→ **DATA**:
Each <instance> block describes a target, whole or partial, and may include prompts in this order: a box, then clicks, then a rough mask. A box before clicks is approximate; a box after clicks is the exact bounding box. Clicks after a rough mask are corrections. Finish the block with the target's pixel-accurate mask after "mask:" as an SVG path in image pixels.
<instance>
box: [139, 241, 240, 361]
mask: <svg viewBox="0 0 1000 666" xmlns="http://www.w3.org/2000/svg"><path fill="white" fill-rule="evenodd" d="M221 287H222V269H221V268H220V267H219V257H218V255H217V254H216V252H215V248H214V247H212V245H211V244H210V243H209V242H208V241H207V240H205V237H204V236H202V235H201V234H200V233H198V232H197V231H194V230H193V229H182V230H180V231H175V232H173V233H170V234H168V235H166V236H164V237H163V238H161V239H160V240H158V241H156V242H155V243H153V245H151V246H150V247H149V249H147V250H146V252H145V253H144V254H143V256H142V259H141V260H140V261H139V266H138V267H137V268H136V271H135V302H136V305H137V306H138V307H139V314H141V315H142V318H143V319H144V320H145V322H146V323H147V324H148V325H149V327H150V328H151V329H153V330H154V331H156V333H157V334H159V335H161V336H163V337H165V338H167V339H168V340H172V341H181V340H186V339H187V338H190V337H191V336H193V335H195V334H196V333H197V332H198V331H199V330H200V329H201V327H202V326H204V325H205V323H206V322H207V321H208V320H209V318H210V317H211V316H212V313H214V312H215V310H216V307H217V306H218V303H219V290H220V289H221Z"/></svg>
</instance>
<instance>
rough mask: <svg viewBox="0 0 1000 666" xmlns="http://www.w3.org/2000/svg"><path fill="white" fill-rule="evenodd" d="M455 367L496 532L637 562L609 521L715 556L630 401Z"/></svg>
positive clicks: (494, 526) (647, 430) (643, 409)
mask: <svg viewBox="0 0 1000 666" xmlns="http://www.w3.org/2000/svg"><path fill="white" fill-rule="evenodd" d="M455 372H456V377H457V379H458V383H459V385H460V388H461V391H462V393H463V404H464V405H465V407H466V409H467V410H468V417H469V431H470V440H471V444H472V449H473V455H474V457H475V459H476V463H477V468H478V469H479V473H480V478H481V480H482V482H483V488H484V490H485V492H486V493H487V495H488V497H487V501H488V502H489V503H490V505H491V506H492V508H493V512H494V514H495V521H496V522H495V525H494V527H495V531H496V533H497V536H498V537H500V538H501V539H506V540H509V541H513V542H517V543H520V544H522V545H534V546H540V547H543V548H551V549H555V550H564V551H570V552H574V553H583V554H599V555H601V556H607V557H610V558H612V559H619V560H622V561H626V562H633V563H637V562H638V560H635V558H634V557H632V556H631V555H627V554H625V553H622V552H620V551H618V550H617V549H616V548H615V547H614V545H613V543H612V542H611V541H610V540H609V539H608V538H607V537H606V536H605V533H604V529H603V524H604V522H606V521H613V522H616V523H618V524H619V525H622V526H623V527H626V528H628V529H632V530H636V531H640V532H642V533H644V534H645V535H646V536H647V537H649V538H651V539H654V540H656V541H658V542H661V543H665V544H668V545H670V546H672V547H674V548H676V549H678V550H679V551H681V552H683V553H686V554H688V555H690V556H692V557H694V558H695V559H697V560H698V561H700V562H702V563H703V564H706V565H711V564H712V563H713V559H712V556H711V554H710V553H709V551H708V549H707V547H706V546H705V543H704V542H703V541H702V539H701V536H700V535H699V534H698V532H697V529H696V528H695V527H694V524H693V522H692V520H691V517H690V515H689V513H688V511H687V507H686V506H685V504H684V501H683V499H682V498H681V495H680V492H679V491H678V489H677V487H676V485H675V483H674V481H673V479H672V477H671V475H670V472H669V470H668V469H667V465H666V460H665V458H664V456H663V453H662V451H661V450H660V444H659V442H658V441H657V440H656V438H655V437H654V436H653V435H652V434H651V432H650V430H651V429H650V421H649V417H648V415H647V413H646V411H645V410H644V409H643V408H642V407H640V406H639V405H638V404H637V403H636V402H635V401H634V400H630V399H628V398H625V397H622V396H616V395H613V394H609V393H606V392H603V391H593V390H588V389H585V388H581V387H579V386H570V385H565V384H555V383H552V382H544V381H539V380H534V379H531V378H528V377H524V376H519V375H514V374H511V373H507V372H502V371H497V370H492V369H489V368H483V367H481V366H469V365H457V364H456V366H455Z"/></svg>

→ **WHAT YOU HAVE TO DO**:
Repeat verbatim the lines from the one containing "</instance>" through the one containing "positive clicks: (494, 526)", including both of those lines.

→ **EXPECTED OUTPUT**:
</instance>
<instance>
rough mask: <svg viewBox="0 0 1000 666" xmlns="http://www.w3.org/2000/svg"><path fill="white" fill-rule="evenodd" d="M455 367L496 532L637 562L609 521L715 556L630 401Z"/></svg>
positive clicks: (494, 526) (647, 430) (643, 409)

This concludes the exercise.